(Extracted data entries)

-- BEGIN --

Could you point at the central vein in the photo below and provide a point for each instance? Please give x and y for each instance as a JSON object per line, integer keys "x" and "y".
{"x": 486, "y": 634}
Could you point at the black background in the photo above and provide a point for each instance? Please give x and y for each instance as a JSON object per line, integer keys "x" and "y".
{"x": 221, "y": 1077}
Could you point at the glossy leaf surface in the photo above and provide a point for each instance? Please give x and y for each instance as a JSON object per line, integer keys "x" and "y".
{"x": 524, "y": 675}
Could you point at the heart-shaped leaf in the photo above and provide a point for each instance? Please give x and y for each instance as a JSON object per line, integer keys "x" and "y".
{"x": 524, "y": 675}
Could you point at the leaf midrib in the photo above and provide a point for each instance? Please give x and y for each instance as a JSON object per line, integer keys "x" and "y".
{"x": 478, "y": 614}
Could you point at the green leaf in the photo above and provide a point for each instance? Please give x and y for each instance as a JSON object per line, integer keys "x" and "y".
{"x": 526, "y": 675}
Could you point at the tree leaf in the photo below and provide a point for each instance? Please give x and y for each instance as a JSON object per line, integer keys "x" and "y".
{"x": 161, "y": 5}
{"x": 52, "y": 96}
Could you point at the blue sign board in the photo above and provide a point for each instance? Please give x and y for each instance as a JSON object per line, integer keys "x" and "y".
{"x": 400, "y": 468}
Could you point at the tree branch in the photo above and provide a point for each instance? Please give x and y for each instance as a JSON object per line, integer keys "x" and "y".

-- END --
-- BEGIN --

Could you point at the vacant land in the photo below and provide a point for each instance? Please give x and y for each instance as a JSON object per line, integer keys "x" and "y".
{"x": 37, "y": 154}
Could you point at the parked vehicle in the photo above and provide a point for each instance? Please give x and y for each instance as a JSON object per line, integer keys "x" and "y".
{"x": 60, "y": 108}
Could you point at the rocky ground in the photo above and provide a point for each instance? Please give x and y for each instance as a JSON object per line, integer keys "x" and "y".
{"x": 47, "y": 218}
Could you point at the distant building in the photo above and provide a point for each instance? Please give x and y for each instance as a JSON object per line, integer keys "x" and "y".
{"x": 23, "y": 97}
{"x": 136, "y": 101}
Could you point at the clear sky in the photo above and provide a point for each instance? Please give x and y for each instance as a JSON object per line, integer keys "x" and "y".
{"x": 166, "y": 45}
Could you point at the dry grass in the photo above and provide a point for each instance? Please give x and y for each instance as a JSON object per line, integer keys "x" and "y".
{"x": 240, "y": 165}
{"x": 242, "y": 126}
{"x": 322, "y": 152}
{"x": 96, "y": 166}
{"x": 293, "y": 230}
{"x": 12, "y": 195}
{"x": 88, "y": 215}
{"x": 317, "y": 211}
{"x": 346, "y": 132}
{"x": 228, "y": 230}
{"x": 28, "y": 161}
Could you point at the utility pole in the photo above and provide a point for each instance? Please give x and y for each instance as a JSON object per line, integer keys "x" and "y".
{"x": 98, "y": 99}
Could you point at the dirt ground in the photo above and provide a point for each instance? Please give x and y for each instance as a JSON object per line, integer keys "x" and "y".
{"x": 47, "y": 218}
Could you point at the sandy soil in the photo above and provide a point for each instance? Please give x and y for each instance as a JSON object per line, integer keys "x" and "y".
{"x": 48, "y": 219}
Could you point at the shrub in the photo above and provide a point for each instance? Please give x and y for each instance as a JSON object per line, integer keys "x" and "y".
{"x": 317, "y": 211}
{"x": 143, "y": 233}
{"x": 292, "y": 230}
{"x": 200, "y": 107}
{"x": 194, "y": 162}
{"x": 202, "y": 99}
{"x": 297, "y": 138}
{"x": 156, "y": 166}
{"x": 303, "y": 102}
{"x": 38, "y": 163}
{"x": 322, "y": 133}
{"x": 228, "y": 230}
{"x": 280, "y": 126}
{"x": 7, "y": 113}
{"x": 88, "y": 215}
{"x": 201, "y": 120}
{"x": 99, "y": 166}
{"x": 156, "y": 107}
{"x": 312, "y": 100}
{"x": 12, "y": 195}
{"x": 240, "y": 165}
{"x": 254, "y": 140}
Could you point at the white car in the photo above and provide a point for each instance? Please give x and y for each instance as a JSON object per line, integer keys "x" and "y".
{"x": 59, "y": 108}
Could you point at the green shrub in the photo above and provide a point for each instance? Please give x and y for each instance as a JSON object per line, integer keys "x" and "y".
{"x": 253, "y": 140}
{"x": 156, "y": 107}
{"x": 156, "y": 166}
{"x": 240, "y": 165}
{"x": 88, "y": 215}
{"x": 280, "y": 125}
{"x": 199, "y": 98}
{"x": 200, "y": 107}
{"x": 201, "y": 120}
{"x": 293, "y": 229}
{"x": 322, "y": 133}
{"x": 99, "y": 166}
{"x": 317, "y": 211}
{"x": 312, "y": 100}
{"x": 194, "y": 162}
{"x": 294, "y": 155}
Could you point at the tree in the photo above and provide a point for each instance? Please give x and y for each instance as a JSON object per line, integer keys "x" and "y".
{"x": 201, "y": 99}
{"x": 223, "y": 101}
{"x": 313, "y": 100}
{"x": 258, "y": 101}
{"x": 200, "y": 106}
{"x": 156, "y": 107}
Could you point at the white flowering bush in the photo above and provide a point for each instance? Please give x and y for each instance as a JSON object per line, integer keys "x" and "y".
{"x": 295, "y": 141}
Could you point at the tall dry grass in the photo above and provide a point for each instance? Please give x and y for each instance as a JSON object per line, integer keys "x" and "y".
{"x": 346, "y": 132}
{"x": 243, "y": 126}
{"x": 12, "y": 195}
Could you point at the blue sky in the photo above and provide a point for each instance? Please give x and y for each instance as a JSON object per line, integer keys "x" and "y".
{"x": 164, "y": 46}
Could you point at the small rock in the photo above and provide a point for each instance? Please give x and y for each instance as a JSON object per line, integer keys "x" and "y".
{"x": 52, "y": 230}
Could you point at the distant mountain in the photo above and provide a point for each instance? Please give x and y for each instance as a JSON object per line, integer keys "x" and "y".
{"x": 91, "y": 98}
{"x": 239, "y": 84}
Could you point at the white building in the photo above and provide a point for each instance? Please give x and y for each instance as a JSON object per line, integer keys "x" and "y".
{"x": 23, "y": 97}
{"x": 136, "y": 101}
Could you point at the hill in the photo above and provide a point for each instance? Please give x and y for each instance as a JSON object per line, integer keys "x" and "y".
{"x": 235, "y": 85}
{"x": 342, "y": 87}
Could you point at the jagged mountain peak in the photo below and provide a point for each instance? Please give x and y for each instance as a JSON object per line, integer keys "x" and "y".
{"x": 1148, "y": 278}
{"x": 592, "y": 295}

-- END --

▶ _THE TASK_: Report every line of the rows above that contains the string "utility", matching case exactly.

▶ _WRITTEN ANSWER_:
Could you point at the utility pole in the photo above and provide a point for each instance? Please give x and y for each instance as a JSON object per line, integer keys "x" and "y".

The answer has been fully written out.